Directions for this task: Pick out every line in the data below that holds "plastic".

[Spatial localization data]
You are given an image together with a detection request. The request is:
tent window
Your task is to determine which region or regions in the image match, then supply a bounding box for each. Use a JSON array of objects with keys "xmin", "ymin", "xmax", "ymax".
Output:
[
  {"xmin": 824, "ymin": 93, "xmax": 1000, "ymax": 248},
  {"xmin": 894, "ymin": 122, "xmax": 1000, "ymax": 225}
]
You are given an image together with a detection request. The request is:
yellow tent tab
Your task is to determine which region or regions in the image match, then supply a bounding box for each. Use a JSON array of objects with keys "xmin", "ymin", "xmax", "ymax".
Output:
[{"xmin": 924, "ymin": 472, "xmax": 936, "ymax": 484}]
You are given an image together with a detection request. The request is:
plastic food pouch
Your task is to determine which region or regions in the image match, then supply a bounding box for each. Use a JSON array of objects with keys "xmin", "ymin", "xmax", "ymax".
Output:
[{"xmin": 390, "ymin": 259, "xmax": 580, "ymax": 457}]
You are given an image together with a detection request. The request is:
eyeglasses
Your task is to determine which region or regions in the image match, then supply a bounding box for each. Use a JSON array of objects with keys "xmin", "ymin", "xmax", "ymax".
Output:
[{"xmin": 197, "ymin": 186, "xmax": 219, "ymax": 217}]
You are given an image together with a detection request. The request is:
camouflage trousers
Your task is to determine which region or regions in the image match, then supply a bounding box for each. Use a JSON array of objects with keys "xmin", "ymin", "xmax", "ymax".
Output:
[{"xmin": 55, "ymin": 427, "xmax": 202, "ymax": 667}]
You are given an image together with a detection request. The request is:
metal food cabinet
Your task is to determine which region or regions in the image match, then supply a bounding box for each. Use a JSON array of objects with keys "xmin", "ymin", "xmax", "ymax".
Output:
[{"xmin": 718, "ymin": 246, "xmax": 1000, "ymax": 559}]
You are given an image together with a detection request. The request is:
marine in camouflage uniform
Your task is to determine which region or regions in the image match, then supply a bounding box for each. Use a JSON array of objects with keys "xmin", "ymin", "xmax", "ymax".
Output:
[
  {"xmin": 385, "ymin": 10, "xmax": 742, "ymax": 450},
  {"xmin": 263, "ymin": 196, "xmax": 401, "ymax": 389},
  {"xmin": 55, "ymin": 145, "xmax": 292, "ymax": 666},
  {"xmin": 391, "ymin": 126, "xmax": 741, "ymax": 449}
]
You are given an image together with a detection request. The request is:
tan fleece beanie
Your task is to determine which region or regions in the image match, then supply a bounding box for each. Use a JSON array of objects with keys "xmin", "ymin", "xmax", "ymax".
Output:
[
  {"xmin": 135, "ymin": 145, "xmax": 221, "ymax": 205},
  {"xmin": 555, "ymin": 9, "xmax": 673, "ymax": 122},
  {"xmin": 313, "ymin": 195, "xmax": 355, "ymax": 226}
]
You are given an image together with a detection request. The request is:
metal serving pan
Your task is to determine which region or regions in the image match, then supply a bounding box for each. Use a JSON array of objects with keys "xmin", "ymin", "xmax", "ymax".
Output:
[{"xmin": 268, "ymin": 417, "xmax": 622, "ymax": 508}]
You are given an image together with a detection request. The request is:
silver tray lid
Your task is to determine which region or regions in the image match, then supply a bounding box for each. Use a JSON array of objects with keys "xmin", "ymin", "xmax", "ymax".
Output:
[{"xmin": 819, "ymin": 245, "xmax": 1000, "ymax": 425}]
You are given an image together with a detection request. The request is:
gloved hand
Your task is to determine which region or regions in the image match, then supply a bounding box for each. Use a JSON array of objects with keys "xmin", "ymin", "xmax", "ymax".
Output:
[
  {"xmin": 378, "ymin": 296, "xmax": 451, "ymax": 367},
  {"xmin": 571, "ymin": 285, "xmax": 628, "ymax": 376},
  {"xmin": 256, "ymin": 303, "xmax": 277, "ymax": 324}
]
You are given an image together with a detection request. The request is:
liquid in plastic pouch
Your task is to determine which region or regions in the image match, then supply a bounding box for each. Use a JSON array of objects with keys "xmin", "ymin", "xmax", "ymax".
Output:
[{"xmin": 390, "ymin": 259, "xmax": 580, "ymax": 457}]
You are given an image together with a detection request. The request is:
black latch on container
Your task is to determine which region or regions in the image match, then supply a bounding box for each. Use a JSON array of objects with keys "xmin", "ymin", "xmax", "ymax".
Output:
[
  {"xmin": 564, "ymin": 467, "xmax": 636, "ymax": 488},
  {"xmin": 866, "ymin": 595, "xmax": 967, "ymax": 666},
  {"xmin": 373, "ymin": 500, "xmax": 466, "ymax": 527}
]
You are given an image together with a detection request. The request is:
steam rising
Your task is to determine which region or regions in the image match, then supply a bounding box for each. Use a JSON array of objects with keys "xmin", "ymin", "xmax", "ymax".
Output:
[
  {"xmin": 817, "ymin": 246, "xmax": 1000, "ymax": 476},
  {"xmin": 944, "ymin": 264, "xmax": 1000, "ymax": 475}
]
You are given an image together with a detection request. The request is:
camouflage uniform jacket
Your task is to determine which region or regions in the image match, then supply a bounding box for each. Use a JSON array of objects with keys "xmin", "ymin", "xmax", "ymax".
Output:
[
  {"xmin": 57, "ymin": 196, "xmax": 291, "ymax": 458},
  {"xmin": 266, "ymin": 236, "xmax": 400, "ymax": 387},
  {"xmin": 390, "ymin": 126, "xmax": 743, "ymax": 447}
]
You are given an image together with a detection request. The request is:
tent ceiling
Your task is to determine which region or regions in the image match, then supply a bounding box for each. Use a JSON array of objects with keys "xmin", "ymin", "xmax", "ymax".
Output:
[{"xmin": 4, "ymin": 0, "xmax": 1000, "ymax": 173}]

Written response:
plastic food pouch
liquid in plastic pouch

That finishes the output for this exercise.